TRECHO FORNECIDO:
Fundamentos Da Celeridade Processual: Pioridade Na Tramtação Ao Idoso



FUNDAMENTOS DA CELERIDADE PROCESSUAL: PRIORIDADE NA TRAMITAÇÃO AO IDOSO

1. INTRODUÇÃO.

O curso normal de um processo quer administrativo, quer judicial[1], no Brasil, muitas vezes, quase que se eterniza, tendo as partes de tolerar a morosidade, infelizmente. Por conta disto, se o normal seria tão-somente provar o dissabor do litígio, têm de suportar, também, o inexorável e indeclinável desgaste psicológico que lhes é causado.

MATERIAL FORNECIDO:
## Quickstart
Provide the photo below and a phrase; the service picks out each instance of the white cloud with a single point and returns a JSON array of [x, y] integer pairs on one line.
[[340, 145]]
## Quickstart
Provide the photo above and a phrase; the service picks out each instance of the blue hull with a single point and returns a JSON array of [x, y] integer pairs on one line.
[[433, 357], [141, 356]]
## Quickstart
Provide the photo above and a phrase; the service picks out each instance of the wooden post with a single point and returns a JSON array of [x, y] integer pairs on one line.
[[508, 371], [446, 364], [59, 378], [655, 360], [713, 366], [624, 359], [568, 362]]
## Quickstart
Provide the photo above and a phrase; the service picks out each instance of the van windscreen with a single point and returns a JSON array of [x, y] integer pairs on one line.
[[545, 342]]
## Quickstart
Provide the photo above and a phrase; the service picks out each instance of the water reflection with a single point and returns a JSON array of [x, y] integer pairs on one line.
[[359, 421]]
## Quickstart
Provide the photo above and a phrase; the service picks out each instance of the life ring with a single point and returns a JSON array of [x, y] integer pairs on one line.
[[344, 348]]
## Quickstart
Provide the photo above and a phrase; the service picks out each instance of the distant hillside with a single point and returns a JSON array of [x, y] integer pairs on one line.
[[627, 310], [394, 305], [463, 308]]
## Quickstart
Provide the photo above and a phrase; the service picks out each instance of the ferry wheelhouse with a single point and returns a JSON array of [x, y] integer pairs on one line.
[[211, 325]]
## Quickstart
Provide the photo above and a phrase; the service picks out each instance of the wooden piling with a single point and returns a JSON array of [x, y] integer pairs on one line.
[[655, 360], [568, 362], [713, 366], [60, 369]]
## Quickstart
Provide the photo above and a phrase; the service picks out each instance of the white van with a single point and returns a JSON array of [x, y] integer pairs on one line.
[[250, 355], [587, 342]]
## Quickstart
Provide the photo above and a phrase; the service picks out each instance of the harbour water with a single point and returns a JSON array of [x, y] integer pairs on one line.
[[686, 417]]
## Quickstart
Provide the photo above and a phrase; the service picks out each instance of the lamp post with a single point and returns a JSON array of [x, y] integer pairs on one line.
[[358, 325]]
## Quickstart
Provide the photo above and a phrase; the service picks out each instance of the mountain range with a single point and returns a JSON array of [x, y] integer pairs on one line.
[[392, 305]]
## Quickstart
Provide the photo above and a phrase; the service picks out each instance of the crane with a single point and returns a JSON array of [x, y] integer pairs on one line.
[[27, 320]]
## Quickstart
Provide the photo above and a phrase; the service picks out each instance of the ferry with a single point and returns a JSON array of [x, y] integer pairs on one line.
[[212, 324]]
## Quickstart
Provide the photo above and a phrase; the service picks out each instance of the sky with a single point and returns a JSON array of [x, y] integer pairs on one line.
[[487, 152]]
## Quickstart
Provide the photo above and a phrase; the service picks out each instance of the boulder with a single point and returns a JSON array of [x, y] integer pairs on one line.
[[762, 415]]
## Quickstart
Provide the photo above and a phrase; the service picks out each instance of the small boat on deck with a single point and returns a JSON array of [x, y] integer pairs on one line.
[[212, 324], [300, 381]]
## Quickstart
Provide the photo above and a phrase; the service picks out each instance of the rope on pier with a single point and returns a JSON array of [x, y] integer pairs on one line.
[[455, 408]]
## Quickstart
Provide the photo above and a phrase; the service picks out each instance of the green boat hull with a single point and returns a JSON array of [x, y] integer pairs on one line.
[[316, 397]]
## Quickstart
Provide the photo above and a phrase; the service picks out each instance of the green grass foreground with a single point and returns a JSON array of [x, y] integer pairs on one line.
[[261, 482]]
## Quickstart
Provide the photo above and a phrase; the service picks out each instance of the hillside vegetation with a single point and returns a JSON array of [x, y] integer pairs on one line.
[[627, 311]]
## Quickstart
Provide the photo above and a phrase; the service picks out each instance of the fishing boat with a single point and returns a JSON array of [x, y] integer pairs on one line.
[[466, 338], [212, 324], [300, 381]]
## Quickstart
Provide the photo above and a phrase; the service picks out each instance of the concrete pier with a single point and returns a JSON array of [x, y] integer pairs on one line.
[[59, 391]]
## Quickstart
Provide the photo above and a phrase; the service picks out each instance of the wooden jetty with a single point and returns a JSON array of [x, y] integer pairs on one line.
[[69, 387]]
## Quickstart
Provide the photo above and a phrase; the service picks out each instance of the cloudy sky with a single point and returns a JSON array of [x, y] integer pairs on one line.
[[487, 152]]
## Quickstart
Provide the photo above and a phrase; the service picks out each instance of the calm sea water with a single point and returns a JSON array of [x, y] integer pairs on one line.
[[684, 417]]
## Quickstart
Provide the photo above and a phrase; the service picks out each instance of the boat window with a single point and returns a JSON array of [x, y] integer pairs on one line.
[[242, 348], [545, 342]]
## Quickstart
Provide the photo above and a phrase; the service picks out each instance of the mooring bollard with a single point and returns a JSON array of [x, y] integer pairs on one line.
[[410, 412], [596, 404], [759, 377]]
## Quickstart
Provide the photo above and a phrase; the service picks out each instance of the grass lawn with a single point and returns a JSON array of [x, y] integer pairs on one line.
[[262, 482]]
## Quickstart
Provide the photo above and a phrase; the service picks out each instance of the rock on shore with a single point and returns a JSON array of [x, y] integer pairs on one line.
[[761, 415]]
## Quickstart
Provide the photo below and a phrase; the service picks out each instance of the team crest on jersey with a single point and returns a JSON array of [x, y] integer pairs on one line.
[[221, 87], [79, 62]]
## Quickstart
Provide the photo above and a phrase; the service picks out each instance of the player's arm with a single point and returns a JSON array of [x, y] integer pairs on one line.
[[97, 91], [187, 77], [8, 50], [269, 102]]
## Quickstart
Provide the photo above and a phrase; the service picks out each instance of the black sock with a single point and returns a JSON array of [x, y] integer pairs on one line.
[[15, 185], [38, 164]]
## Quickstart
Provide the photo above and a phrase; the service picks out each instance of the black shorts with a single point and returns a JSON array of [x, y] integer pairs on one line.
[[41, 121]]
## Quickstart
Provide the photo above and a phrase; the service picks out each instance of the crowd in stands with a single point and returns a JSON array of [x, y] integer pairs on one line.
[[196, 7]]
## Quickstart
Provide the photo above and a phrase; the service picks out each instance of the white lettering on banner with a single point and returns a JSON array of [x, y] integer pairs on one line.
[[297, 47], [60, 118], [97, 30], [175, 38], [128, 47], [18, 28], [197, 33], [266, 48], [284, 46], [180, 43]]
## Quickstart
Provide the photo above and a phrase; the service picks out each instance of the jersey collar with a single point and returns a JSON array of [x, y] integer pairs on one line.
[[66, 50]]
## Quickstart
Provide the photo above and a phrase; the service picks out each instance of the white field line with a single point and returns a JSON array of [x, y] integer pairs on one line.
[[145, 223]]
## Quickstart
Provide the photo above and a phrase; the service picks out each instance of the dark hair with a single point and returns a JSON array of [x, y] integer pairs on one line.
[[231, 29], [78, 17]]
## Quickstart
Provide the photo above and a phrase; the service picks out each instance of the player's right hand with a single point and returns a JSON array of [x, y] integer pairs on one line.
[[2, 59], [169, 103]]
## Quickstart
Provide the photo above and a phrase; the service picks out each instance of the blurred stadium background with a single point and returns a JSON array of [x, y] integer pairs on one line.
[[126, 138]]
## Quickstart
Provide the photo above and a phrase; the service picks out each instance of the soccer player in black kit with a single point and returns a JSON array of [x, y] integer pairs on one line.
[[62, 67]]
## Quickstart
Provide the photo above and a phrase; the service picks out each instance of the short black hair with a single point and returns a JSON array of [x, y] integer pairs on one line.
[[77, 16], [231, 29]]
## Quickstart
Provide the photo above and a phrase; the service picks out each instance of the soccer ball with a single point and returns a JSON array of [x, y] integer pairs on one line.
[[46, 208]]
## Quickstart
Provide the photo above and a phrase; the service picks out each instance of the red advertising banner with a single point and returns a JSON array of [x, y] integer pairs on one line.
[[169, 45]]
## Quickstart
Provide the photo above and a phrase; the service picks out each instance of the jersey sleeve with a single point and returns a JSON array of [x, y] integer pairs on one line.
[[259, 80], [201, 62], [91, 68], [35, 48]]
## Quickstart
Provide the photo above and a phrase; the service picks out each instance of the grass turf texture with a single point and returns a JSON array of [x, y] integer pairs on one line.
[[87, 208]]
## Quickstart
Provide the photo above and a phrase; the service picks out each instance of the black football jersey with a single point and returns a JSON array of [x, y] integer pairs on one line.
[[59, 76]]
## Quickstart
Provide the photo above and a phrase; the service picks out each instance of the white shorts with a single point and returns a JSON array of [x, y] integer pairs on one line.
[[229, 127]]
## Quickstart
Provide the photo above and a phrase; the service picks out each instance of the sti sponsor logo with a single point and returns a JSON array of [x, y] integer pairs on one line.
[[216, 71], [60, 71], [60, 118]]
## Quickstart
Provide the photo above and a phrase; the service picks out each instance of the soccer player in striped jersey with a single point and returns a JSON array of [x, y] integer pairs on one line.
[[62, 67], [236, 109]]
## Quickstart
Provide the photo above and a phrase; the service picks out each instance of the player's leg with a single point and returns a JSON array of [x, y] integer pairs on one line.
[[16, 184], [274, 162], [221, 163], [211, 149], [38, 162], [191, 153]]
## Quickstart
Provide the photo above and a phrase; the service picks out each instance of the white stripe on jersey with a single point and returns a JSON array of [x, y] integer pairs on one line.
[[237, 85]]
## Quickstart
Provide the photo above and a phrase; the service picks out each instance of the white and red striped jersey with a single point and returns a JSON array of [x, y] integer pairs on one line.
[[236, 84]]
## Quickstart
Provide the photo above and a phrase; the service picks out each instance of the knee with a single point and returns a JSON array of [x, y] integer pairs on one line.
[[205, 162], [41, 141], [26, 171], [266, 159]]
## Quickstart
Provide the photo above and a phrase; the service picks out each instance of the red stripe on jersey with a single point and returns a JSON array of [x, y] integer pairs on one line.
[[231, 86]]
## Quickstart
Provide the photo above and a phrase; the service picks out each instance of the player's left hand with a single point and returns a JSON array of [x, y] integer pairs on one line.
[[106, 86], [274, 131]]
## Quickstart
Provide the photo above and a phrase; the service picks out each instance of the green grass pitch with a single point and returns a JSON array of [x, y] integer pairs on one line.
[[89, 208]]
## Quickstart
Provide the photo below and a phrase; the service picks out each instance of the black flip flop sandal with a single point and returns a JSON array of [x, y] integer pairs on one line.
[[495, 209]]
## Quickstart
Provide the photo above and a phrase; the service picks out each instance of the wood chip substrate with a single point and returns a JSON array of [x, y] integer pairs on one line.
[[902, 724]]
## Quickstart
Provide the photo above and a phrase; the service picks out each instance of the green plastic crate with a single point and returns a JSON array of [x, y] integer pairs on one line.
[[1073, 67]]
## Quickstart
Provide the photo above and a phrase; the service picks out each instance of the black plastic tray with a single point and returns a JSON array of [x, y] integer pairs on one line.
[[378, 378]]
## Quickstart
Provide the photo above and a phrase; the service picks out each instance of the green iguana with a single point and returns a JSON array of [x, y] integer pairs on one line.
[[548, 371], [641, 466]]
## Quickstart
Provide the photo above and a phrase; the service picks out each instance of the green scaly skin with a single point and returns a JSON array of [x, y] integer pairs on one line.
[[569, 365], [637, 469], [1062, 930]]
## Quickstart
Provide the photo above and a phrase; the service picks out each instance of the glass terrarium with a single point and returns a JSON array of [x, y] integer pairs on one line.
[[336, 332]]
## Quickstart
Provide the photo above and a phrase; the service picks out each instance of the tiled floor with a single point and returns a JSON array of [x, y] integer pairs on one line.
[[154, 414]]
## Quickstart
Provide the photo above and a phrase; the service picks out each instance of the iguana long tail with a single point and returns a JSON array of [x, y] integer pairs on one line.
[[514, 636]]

O QUE FAZER:
- 1) Extraia do trecho sobre celeridade processual a parte que começa em "1. INTRODUÇÃO." e vai até "lhes é causado.", incluindo essas palavras.
- 2) No trecho sobre celeridade processual, o que as partes têm de tolerar durante o curso normal de um processo no Brasil?
- 3) Reescreva de forma mais curta o parágrafo do trecho sobre celeridade processual que começa com "O curso normal de um processo", mantendo as informações principais.

RESULTADOS:
- 1)
1. INTRODUÇÃO.

O curso normal de um processo quer administrativo, quer judicial[1], no Brasil, muitas vezes, quase que se eterniza, tendo as partes de tolerar a morosidade, infelizmente. Por conta disto, se o normal seria tão-somente provar o dissabor do litígio, têm de suportar, também, o inexorável e indeclinável desgaste psicológico que lhes é causado.

- 2) A morosidade.

- 3) No Brasil, processos administrativos ou judiciais muitas vezes quase se eternizam, e as partes precisam tolerar essa morosidade. Assim, além do dissabor do litígio, elas sofrem um desgaste psicológico inevitável.